Brief: Please transcribe the listing in its entirety, character for character.
Material to process Block Start
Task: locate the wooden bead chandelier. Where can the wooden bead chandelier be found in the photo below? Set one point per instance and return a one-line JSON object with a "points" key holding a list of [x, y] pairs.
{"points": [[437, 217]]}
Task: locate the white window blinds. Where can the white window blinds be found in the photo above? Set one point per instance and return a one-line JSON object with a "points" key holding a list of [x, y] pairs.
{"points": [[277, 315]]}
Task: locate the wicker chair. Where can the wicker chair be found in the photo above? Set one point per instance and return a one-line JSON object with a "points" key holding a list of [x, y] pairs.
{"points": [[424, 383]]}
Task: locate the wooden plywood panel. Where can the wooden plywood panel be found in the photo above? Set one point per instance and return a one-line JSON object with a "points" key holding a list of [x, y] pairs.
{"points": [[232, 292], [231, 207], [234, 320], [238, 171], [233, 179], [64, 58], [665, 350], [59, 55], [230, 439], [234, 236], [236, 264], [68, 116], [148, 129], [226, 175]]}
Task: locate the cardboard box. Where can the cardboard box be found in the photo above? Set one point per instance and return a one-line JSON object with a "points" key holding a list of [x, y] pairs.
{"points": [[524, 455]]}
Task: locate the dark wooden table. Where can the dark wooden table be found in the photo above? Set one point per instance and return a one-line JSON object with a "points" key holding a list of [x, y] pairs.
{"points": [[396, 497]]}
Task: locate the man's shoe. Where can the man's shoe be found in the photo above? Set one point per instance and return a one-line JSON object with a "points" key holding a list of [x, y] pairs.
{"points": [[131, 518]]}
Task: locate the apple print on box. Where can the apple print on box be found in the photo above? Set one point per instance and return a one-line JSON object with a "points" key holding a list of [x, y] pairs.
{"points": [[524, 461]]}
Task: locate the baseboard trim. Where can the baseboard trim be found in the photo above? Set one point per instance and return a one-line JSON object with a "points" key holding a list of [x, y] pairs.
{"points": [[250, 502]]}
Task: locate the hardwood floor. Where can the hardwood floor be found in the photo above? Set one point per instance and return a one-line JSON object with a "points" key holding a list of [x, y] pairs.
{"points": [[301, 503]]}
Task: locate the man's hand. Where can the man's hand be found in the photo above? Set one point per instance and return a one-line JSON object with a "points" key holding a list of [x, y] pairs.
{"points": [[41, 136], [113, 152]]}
Material to process Block End
Result:
Task: locate the wooden bead chandelier. Where can the wooden bead chandelier be found in the photo below? Set one point per instance and return a one-line JSON object with a "points" key holding a list of [x, y] pairs.
{"points": [[437, 217]]}
Task: locate the white window blinds. Where can the white window blinds be found in the photo above? Set one point per instance and return a one-line JSON object with a "points" key holding a list of [x, y] pairs.
{"points": [[277, 315]]}
Task: locate the wicker chair. Where can the wicker chair be found in the photo above? Set one point per instance and return a one-line JSON object with a "points" key holding a list of [x, y] pairs.
{"points": [[424, 383]]}
Task: locate the wooden plywood panel. Where can the wooden plywood panel be found in the photo above? Set one point per instance and return a one-line JSON object with a "points" key holding a list of [x, y] pairs.
{"points": [[232, 292], [231, 207], [234, 320], [238, 171], [233, 179], [64, 58], [665, 350], [59, 55], [230, 439], [234, 236], [236, 264], [68, 116], [148, 129], [226, 175]]}
Task: locate the cardboard box. Where can the cardboard box be found in the photo above? Set one point per instance and return a one-line JSON object with a "points" key holding a list of [x, y] pairs.
{"points": [[524, 455]]}
Task: locate the dark wooden table. Where can the dark wooden table be found in the photo above? Set one point per instance and return a one-line JSON object with a "points" key holding a list of [x, y] pairs.
{"points": [[396, 497]]}
Task: locate the man's shoe. Where can the man's shoe be found in the photo above? Set one point per instance and return a one-line JSON object with a "points" key holding a list of [x, y] pairs.
{"points": [[131, 518]]}
Task: locate the apple print on box. Where can the apple print on box be found in the photo above? Set one point per instance and return a one-line JSON object with a "points" key holding a list of [x, y] pairs.
{"points": [[524, 461]]}
Task: locate the baseboard trim. Where can the baseboard trim be found in the photo above? Set one point per instance and return a one-line JSON object with a "points" key holding a list of [x, y] pairs.
{"points": [[250, 502]]}
Task: locate the hardwood floor. Where can the hardwood floor be found in the photo above? Set one point per instance and return a one-line JSON object with a "points" key holding a list of [x, y] pairs.
{"points": [[301, 503]]}
Task: locate the man's hand. Where can the man's hand be found in the photo above? Set one point per instance and return a one-line JSON object with a "points" key holding a list of [x, y] pairs.
{"points": [[41, 136], [113, 152]]}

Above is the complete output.